Exercise:
Copy out everything in the data below, from the line containing "segment spectator crowd" down to the line containing "Draw the outline of every instance of the spectator", both lines included, with no changes.

Data supplied:
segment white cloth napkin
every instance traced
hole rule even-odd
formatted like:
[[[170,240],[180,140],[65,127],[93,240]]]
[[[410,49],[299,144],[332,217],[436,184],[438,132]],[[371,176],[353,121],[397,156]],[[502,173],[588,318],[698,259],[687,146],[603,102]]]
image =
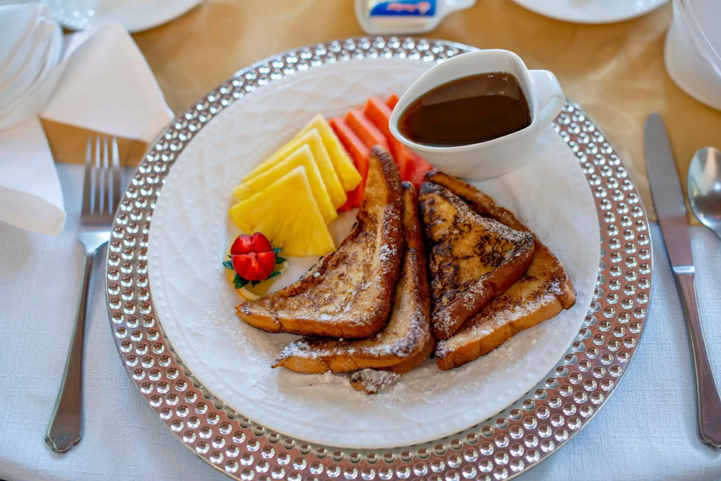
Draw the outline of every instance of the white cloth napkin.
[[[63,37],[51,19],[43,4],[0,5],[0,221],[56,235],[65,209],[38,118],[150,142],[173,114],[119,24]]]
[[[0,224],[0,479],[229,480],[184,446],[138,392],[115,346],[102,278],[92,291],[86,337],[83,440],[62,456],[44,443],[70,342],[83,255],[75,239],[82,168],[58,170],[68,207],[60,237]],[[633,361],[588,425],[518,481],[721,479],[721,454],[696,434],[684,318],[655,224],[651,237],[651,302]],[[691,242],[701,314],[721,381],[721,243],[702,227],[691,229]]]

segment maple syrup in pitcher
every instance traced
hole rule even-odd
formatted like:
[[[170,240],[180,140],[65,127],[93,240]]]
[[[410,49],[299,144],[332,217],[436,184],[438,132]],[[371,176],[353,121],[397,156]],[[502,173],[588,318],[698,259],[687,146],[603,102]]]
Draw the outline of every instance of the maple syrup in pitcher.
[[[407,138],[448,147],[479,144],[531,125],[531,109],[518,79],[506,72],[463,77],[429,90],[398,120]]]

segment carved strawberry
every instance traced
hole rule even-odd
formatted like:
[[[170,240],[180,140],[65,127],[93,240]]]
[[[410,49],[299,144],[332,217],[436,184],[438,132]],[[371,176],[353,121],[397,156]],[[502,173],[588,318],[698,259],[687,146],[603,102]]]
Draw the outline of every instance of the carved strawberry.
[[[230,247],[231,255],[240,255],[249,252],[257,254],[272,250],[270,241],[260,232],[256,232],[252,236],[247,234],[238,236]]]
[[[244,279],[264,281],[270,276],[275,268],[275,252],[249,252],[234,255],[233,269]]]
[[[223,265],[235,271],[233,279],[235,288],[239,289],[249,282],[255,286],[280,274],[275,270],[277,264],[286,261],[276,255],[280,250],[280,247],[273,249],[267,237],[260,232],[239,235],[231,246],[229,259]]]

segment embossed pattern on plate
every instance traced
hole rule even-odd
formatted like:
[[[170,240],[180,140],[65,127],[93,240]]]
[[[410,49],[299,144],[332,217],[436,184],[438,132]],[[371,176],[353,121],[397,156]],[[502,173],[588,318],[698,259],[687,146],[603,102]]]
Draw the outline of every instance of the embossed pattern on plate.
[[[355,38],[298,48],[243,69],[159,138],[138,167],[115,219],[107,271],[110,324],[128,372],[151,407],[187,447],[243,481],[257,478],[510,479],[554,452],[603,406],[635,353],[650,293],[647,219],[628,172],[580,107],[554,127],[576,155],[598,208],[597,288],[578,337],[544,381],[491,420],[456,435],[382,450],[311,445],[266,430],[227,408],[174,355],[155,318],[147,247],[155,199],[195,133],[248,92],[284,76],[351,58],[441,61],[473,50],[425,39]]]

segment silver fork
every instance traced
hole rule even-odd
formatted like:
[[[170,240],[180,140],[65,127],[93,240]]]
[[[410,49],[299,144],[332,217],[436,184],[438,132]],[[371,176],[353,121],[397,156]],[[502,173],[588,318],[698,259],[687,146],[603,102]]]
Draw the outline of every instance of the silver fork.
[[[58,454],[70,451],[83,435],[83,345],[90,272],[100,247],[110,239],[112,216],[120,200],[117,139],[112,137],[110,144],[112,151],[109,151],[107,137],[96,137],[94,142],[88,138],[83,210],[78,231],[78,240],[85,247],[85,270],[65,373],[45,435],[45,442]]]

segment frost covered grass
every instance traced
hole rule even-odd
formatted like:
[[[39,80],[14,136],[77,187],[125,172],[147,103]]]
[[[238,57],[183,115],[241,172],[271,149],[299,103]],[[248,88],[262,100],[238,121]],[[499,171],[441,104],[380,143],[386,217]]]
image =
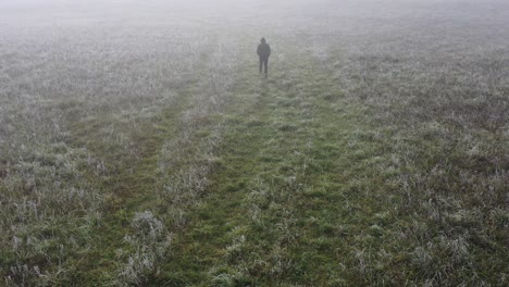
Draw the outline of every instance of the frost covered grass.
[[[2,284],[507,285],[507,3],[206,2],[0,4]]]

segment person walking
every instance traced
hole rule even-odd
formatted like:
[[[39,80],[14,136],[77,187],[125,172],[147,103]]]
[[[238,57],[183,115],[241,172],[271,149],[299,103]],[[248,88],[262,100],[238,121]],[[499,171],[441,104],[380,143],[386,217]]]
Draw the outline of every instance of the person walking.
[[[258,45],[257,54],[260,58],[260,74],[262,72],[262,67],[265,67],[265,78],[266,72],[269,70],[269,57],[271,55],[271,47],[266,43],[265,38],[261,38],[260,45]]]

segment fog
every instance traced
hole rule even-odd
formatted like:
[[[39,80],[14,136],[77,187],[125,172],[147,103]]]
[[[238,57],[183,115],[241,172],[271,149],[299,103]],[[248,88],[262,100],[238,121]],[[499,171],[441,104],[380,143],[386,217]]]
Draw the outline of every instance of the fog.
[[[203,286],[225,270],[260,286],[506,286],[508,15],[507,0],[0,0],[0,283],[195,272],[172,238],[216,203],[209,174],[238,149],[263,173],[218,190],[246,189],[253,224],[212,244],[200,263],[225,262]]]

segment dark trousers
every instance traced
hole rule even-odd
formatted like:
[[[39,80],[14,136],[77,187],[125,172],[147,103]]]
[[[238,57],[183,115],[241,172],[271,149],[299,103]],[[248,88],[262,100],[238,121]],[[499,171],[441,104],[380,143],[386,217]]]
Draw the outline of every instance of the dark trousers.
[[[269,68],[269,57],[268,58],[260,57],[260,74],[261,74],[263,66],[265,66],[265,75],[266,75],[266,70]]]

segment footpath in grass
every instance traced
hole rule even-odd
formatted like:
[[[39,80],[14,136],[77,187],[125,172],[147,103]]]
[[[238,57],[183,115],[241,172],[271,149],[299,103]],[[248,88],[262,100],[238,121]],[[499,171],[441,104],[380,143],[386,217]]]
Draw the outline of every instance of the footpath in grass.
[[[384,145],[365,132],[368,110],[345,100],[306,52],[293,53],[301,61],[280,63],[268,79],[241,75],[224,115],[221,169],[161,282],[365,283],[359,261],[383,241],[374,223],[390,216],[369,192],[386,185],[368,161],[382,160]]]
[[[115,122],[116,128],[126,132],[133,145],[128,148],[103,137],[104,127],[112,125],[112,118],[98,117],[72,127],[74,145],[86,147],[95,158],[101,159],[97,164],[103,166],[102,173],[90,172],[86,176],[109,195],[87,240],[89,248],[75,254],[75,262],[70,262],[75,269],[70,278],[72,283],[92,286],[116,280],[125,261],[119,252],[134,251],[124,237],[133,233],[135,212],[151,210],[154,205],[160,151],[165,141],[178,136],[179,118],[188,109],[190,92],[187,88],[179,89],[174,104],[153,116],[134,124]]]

==

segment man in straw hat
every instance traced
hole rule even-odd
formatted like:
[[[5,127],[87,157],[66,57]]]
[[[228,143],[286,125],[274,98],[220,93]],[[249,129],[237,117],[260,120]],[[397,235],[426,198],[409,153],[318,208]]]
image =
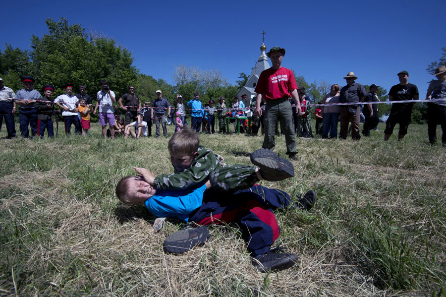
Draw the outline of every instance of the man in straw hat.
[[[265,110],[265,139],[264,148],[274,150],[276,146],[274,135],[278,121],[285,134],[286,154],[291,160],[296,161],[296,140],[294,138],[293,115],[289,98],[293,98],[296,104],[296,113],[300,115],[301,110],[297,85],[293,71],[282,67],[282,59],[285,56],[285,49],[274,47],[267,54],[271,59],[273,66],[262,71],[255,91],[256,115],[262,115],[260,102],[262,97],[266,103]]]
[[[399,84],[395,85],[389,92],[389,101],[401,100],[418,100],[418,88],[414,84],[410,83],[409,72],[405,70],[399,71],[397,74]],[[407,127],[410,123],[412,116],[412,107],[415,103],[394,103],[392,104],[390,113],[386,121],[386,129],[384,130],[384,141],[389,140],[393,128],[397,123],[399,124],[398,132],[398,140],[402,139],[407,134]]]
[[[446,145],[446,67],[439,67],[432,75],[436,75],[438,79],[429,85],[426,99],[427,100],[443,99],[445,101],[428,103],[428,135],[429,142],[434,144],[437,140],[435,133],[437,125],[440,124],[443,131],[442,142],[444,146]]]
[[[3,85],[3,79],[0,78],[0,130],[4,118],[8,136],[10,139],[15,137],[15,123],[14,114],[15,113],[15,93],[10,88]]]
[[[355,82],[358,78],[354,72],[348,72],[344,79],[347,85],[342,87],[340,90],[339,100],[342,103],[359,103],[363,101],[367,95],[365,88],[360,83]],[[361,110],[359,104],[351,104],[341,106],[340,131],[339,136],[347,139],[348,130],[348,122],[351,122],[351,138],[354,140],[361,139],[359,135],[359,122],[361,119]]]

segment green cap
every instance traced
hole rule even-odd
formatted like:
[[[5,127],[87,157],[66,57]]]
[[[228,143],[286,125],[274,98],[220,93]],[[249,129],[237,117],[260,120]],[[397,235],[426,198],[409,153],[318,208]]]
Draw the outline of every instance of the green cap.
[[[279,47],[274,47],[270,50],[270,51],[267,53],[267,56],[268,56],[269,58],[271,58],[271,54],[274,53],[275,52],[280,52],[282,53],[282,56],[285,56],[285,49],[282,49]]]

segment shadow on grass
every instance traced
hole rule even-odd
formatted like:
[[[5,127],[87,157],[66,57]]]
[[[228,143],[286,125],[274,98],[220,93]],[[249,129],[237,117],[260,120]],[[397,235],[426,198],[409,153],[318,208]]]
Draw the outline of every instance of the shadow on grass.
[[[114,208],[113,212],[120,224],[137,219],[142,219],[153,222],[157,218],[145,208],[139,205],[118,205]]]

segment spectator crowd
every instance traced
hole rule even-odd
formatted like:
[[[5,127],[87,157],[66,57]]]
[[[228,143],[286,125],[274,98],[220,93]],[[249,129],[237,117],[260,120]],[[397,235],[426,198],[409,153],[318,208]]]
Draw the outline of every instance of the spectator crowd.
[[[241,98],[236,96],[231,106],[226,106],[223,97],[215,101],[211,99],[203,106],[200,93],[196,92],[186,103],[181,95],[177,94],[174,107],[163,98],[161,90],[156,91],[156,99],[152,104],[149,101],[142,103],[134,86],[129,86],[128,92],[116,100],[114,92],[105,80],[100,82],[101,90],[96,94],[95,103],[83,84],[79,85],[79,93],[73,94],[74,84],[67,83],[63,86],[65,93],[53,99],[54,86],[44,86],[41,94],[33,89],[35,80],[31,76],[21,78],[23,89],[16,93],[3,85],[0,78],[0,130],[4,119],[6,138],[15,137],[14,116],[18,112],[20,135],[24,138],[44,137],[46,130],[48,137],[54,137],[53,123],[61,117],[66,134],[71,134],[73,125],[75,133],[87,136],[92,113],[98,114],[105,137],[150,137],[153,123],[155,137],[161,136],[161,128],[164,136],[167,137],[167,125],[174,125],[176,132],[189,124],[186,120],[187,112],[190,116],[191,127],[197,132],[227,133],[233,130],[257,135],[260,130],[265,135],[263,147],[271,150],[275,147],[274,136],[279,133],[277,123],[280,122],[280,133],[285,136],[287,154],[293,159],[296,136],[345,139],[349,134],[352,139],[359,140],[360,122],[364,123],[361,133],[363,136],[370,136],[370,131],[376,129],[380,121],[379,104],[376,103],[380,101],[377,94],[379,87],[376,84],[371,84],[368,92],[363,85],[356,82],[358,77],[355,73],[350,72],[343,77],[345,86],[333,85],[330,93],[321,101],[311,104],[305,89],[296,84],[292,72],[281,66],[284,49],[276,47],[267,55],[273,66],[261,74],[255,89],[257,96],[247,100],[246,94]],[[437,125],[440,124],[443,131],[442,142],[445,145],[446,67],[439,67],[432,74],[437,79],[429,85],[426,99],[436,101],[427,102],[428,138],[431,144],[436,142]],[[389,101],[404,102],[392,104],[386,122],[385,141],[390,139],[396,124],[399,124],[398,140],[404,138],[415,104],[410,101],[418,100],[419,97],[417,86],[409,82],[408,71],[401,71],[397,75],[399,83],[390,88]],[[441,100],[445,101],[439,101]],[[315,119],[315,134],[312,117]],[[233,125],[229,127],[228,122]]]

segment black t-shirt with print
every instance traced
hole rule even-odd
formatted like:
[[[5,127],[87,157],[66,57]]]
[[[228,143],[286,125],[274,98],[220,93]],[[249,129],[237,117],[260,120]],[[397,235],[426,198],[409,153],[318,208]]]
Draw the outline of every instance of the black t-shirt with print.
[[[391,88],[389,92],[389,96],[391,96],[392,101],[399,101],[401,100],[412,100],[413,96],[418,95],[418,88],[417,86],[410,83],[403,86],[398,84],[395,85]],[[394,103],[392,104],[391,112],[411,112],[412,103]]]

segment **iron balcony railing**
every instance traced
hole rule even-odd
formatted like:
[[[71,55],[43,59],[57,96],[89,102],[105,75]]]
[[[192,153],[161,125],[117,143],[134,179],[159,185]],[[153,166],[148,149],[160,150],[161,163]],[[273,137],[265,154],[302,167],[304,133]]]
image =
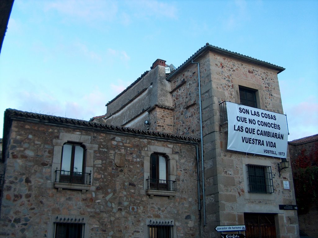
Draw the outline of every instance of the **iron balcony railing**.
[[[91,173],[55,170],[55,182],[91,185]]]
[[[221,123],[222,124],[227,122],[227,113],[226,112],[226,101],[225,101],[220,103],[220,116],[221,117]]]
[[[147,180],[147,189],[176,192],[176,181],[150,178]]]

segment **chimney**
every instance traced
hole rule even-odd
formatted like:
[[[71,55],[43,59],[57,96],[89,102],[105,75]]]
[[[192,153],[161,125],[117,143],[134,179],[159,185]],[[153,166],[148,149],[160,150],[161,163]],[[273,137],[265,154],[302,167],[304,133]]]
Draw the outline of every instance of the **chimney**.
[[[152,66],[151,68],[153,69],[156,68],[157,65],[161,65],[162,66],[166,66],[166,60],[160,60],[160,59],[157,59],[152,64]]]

Exercise answer:
segment spectator crowd
every instance traced
hole rule even-odd
formatted like:
[[[5,127],[87,157],[66,57]]]
[[[228,143],[286,125],[274,98],[220,93]],[[249,129],[237,117],[260,120]],[[397,235],[426,198],[409,153],[318,208]]]
Draw the outline of every instance of the spectator crowd.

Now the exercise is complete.